• Texto apresentado:
———

Mas eu não acredito em felizes para sempre. Não acredito em família perfeita e vida-comercial-de-margarina-foréva, thanks. E sobretudo não acredito que Bella não se arrependeria posteriormente de ter aberto mão de todas as coisas que tinha - e talvez até de uma vida feliz com o Jacó Preto, who knows? - para com o passar do tempo se ver presa em uma existência passiva e eterna, perdendo aos poucos o que restou de humanidade. Você pagaria esse preço?
'Oh, mas ela ganhou muita coisa sim!' O quê, uma alien mutante nascida de seu ventre que jamais lhe dará netos, um marido frio que a trata como um bibelô de murano e nunca a faz sorrir, ver todas as pessoas que conhece morrer, se esconder dos pais e amigos por que não envelhece mais, um escudo overpower e um ingresso para assistir o Sol se tornar uma gigante vermelha e fritar meio sistema solar daqui a bilhões de anos? Eu passo. O segredo de uma existência feliz é a duração de uma vida. Memento mori, Carpe diem. É nisso que acredito.
Encerro por aqui antes que a N/A torne-se maior que a shortfic. E se alguém se sentir ofendido e mandar flame receberá reply flame, simples assim. Mas não liguem pra mim, não; sou só mais um invejoso do sucesso da Meyer.

———

(Itens de uma coleção de rotulagem)
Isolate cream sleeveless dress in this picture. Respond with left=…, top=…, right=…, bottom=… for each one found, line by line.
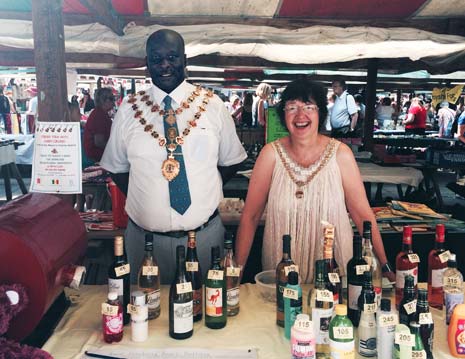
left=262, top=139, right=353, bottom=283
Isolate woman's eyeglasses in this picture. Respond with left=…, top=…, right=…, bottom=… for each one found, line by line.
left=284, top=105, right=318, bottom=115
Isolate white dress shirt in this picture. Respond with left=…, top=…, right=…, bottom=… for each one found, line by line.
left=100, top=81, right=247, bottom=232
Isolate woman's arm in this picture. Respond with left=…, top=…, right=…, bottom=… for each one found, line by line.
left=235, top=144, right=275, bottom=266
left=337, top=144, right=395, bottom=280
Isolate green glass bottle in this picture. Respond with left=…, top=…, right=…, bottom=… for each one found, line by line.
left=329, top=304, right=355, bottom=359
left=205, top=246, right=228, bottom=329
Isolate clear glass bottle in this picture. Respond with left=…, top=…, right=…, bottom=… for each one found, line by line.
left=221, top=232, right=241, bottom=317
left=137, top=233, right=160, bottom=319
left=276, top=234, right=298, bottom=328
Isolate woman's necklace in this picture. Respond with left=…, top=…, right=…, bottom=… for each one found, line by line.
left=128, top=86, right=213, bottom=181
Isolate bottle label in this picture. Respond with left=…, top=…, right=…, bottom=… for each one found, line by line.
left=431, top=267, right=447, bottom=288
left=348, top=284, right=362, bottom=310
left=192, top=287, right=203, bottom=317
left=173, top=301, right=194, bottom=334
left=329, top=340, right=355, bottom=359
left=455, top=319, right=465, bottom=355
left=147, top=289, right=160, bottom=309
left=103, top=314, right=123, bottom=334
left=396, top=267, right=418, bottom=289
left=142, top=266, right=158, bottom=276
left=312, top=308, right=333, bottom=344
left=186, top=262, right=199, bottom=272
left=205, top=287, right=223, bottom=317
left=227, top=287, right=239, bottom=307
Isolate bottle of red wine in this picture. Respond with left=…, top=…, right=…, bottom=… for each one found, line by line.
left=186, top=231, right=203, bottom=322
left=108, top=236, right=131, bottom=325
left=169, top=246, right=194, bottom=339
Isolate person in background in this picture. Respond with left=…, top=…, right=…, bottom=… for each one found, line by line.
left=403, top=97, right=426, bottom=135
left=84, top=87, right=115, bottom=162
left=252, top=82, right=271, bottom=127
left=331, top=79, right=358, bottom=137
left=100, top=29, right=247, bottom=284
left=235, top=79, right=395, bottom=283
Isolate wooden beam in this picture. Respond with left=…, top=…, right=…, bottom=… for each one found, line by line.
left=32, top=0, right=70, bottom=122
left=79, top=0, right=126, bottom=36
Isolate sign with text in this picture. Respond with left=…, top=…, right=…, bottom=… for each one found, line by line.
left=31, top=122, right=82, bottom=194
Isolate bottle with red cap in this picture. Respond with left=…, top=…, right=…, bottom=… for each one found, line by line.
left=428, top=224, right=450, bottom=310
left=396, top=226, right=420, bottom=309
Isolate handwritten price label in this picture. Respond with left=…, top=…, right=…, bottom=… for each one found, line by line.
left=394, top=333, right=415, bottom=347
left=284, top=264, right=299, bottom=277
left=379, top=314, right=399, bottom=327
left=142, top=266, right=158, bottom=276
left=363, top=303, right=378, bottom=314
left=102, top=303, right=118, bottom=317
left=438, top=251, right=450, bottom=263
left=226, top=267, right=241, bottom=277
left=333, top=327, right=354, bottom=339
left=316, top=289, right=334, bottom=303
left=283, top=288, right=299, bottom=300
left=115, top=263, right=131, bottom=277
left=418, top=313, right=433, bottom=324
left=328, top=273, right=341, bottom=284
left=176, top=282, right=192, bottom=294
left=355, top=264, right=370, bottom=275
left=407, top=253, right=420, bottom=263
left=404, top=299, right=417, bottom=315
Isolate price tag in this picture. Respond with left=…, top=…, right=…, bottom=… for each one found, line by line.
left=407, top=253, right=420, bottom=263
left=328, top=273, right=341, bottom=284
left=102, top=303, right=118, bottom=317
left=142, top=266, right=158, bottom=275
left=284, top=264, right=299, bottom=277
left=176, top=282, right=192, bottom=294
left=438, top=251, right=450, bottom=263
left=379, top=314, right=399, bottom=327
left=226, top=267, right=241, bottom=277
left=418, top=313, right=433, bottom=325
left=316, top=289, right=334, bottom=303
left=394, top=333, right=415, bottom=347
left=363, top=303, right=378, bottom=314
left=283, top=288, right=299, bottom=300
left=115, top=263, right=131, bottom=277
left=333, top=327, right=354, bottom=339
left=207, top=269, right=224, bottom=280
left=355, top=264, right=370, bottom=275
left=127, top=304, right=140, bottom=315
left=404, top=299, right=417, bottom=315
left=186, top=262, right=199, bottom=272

———

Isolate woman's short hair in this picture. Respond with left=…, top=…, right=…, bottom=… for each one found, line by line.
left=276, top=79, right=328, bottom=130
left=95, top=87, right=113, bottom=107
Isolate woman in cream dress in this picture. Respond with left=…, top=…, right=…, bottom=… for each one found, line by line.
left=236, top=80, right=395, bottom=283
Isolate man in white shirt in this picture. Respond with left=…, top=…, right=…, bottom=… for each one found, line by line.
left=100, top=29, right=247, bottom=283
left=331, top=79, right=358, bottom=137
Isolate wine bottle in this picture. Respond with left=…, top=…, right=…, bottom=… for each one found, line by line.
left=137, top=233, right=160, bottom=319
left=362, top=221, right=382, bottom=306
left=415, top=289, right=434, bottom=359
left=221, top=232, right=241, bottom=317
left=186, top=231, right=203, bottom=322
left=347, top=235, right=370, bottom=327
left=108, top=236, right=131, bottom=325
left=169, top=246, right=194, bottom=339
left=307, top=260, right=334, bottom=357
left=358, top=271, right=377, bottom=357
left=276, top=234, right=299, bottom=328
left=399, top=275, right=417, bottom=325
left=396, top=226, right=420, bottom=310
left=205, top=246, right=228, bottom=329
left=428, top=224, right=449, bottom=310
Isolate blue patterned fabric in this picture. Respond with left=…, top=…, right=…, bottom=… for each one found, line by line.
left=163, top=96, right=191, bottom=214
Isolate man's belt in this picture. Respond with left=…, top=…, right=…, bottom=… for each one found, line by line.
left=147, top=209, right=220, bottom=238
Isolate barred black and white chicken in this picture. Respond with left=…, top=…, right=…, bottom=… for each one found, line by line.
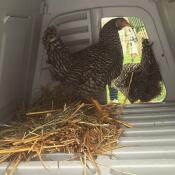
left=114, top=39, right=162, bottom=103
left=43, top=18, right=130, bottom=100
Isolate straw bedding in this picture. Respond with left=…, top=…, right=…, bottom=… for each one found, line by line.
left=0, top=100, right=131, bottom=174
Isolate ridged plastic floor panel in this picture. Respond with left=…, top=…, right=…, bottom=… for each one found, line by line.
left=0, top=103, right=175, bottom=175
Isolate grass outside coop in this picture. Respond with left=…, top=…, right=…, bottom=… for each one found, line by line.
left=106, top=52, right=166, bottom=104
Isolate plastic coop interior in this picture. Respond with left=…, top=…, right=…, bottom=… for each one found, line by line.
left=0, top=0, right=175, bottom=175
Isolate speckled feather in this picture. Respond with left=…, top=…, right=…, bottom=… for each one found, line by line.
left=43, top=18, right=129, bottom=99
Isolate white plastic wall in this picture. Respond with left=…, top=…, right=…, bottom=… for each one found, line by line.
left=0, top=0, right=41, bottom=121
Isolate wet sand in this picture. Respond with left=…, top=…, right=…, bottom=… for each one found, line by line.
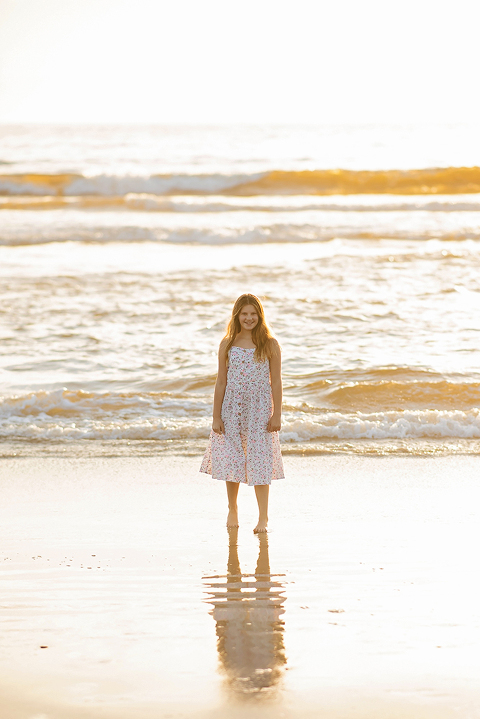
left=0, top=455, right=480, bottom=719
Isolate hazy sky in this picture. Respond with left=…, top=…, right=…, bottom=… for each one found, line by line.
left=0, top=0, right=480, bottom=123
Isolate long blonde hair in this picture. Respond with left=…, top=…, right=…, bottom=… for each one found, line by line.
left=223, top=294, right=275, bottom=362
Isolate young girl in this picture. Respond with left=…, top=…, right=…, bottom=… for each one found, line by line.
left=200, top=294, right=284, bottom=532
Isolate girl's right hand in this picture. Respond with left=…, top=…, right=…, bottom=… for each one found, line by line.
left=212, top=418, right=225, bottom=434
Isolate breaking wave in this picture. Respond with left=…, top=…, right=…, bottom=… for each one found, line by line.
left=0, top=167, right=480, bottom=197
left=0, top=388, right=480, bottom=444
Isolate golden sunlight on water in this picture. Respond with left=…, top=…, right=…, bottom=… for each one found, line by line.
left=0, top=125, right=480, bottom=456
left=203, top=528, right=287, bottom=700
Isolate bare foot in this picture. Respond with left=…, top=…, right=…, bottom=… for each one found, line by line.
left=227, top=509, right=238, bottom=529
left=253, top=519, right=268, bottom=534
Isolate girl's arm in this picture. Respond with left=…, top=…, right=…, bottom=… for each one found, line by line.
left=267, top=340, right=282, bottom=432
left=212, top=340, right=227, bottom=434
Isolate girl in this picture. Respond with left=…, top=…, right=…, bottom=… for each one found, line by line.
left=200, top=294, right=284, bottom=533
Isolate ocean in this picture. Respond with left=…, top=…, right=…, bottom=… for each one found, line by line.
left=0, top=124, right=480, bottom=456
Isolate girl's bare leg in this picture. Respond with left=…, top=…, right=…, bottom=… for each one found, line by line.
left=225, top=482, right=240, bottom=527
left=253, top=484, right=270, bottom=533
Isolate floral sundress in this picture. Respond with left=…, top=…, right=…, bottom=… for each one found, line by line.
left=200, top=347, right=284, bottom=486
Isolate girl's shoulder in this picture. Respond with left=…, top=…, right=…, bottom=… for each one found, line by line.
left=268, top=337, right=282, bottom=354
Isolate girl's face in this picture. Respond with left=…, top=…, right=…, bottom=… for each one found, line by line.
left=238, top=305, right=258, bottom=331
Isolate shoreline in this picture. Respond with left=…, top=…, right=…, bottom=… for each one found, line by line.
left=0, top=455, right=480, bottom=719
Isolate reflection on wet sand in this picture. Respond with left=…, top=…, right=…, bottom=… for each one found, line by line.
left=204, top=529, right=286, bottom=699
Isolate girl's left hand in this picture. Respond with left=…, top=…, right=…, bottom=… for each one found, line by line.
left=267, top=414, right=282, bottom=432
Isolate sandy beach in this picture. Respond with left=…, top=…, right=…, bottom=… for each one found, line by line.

———

• O que fazer: Renomeie "shortfic" como "fanfic" no texto sobre a escolha de Bella e reproduza a parte que se abre com as palavras que contêm "Encerro por aqui" e se fecha com "sucesso da Meyer.".

• Tarefa concluída:
Encerro por aqui antes que a N/A torne-se maior que a fanfic. E se alguém se sentir ofendido e mandar flame receberá reply flame, simples assim. Mas não liguem pra mim, não; sou só mais um invejoso do sucesso da Meyer.